▶ **Exercise prompt**:
Pull every line with the word "gray" out of the entries below.

▶ **Exercise material**:

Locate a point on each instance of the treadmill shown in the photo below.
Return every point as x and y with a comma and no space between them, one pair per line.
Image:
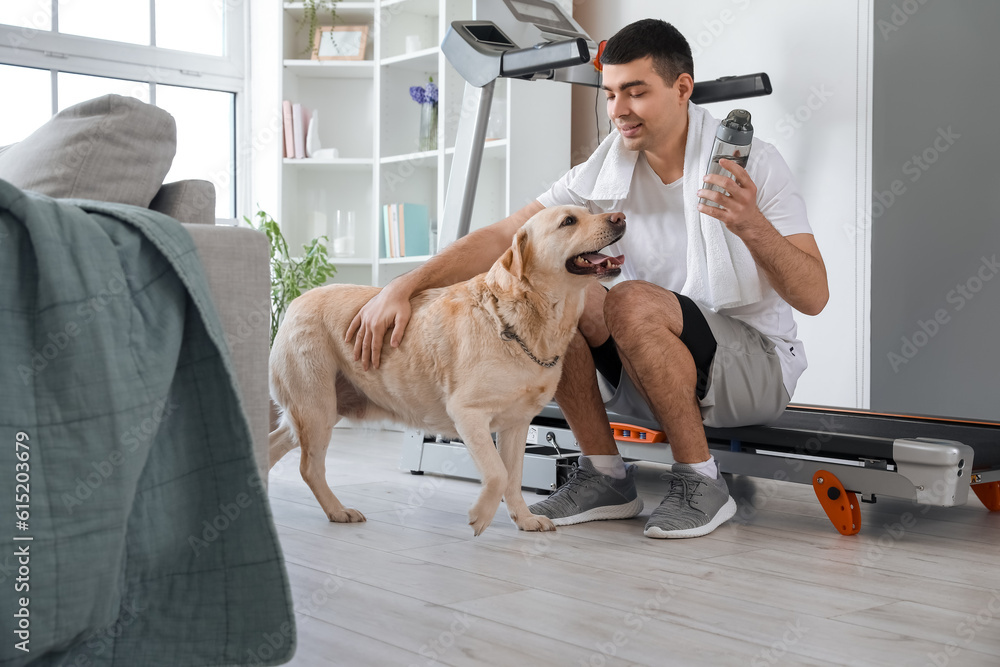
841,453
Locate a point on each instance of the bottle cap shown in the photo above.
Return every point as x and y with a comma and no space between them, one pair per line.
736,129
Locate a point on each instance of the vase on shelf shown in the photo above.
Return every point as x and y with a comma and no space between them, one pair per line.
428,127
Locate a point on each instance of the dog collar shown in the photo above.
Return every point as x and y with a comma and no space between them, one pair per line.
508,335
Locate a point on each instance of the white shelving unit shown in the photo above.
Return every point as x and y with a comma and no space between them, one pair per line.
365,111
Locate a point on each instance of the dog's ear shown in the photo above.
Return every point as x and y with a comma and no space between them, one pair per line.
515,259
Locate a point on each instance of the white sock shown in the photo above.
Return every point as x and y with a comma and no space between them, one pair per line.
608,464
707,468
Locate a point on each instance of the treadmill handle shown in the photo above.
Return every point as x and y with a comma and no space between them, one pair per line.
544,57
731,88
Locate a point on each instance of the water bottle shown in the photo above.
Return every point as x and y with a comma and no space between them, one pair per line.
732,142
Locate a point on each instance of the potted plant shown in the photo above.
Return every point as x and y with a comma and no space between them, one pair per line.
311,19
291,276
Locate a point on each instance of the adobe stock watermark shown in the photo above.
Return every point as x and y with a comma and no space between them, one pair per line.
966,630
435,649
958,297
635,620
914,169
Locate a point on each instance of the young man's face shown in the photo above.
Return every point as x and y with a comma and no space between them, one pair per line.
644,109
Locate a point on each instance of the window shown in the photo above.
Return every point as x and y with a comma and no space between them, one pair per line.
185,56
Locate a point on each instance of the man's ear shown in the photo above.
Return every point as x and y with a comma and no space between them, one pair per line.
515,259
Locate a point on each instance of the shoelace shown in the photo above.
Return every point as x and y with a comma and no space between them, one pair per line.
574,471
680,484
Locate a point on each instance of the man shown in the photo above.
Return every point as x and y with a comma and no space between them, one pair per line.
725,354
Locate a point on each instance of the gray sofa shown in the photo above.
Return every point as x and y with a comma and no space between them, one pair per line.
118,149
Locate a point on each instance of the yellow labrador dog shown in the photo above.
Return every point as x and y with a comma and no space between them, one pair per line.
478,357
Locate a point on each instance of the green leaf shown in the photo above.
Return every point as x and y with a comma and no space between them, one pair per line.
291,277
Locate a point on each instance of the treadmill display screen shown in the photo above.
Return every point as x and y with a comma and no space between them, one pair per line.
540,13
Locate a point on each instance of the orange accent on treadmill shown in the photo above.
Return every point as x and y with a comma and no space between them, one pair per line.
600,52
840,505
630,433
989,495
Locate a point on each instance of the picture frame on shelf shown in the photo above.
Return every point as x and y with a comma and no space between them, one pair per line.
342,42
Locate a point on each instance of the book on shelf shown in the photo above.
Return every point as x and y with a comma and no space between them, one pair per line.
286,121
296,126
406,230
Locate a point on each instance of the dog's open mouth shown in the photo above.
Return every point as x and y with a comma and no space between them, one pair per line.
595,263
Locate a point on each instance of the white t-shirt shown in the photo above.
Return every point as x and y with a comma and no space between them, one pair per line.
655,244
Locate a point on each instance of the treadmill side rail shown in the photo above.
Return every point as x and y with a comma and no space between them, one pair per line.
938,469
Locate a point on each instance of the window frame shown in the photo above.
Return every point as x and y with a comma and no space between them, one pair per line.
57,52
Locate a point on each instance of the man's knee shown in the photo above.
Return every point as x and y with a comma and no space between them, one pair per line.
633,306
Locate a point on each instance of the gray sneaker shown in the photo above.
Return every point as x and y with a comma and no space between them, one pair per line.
...
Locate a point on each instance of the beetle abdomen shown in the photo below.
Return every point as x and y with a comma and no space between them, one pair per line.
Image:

▶ **Reply to the task**:
Locate a point on each instance of the gray sofa shown in the photo above.
Locate a point on each instance of the gray sneaker shown in the photo above.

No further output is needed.